- _TEXT UNDER STUDY_:
Attachment trauma is a profound issue that originates from early relational experiences with primary caregivers. These experiences can deeply impact one's emotional and psychological development, often leading to difficulties in forming and maintaining healthy relationships in adulthood. This article explores the nature of attachment trauma, its manifestations in adult relationships, and therapeutic approaches that can help in healing and re-regulating the nervous system for healthier connections.


What is Attachment Trauma?


Attachment trauma occurs when a child’s need for safety, security, and emotional attunement is not met by their caregivers. This can happen due to various reasons, including neglect, abuse, inconsistent caregiving, or the caregiver’s own unresolved trauma. The attachment system, which is essential for survival and emotional regulation, gets disrupted, leading to a host of issues later in life.


Attachment theory, developed by John Bowlby and later expanded by Mary Ainsworth, emphasizes the importance of a secure attachment bond between children and their caregivers. Secure attachment provides the foundation for healthy emotional and social development. When this bond is compromised, it can lead to insecure attachment styles, such as anxious, avoidant, or disorganized attachment, which manifest in adulthood as attachment trauma.

- _INPUT DATA_:
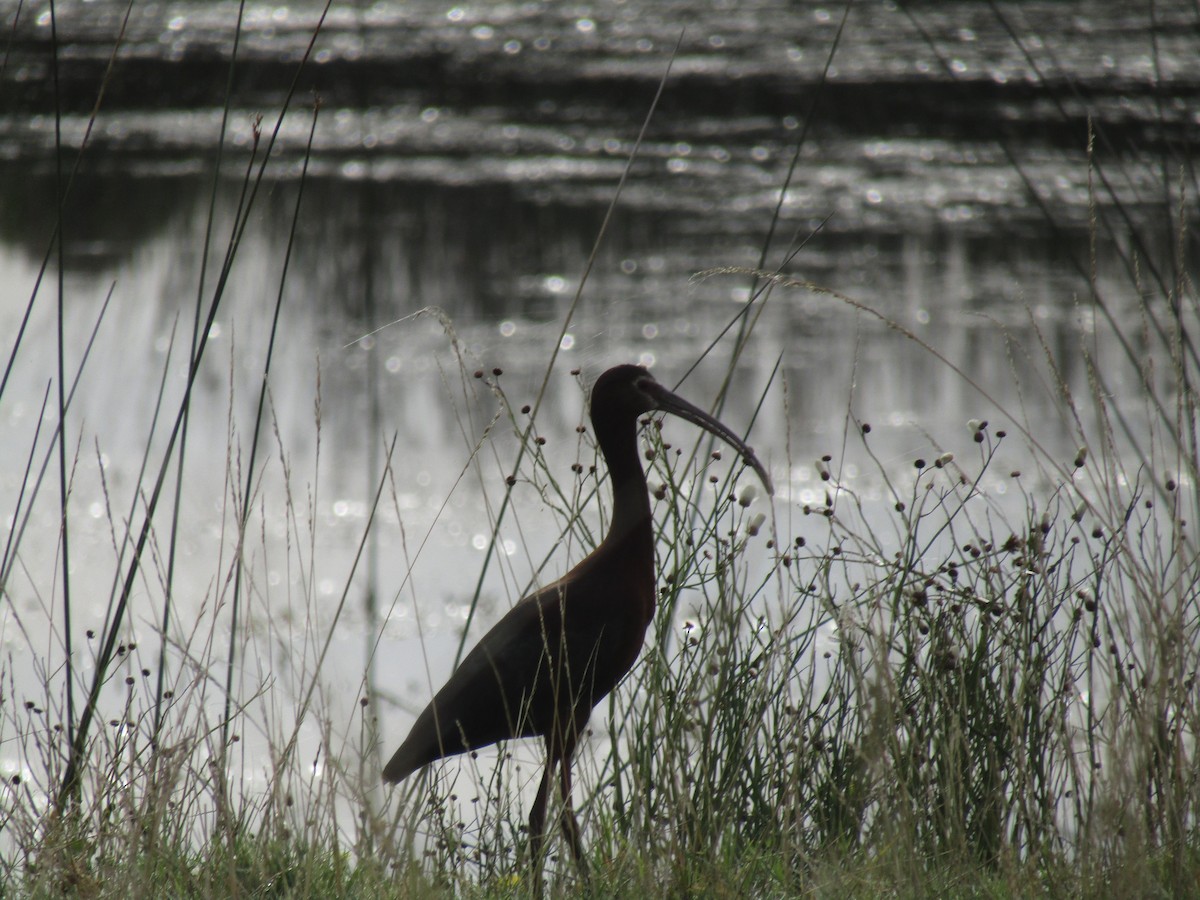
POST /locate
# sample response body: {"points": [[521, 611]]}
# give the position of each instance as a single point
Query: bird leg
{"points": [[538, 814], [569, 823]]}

- _ASSIGNED TASK 1_: In the attachment trauma text, replace "secure attachment bond" with "secure emotional bond" and write out everything from "Attachment theory, developed" down to "as attachment trauma.".
- _ASSIGNED TASK 2_:
Answer these questions from the attachment trauma text:
(a) What reasons does the text give for why a child's needs might go unmet by caregivers?
(b) Who developed attachment theory, and who later expanded it?
(c) Which insecure attachment styles does the text name?

- _TASK RESPONSE 1_:
Attachment theory, developed by John Bowlby and later expanded by Mary Ainsworth, emphasizes the importance of a secure emotional bond between children and their caregivers. Secure attachment provides the foundation for healthy emotional and social development. When this bond is compromised, it can lead to insecure attachment styles, such as anxious, avoidant, or disorganized attachment, which manifest in adulthood as attachment trauma.

- _TASK RESPONSE 2_:
(a) Neglect, abuse, inconsistent caregiving, or the caregiver's own unresolved trauma.
(b) John Bowlby developed it, and Mary Ainsworth later expanded it.
(c) Anxious, avoidant, and disorganized attachment.